**WHAT THE EXERCISE ASKS:** The number needed is how many lines in these entries contain "head"; give it alone.
╔══
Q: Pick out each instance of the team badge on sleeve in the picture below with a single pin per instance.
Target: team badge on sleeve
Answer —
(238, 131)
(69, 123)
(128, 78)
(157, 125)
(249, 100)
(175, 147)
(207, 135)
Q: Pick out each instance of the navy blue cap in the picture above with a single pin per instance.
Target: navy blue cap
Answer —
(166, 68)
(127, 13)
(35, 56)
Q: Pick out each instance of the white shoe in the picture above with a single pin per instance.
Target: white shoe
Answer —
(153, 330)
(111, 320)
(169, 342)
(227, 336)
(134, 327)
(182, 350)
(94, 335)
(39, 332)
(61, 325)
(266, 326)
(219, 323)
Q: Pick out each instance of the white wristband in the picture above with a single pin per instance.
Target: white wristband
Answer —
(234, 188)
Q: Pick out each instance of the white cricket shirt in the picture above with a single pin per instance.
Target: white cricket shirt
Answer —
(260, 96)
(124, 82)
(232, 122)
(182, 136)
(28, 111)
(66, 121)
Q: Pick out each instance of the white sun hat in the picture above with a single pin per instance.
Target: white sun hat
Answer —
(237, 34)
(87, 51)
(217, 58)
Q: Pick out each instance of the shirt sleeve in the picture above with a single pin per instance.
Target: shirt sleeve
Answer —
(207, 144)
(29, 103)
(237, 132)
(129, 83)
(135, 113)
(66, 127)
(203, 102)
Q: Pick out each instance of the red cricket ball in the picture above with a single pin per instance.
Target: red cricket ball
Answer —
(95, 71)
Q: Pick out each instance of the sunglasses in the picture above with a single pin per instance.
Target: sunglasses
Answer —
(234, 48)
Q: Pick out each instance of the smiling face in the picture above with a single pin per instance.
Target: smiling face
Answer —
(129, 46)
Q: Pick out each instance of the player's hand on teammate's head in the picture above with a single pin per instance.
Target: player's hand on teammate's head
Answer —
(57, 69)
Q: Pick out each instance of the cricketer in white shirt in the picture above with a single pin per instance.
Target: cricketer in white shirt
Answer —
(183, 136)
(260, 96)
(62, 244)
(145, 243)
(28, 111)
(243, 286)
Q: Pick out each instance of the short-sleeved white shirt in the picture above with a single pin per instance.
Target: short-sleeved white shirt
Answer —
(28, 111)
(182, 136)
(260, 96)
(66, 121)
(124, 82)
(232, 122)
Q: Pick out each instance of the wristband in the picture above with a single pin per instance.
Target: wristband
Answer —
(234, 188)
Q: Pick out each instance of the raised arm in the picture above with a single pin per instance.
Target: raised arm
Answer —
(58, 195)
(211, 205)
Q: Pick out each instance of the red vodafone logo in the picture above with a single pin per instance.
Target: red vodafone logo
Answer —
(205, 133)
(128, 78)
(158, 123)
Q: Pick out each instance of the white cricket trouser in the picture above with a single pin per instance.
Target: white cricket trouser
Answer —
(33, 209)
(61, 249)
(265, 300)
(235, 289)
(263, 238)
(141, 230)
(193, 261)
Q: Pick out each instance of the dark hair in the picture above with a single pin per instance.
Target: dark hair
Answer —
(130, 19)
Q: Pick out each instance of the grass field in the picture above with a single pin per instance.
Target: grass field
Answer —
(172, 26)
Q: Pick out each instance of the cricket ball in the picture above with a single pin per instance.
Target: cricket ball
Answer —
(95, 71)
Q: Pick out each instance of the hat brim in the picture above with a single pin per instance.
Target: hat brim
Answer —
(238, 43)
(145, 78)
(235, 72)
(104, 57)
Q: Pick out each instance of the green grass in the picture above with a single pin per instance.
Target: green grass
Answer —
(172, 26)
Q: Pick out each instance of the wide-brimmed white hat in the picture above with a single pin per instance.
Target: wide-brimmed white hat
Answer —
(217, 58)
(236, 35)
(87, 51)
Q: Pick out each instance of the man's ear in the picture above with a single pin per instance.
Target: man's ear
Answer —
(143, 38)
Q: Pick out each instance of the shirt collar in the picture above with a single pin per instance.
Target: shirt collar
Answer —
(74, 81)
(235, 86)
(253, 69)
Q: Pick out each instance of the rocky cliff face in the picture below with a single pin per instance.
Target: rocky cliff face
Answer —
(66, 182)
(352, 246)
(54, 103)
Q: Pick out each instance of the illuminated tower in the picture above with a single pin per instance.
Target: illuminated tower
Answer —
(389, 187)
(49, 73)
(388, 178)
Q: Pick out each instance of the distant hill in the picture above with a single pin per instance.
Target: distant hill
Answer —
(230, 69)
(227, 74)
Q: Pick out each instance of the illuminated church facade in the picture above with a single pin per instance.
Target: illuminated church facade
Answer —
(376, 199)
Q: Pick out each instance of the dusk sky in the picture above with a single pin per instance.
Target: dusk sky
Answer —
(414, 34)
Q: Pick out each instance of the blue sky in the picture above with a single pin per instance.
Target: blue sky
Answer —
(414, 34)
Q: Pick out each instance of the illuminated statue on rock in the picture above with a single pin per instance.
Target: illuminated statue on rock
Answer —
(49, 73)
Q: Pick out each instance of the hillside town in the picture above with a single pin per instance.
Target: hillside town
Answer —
╚══
**ANSWER FOR THE TASK:** 2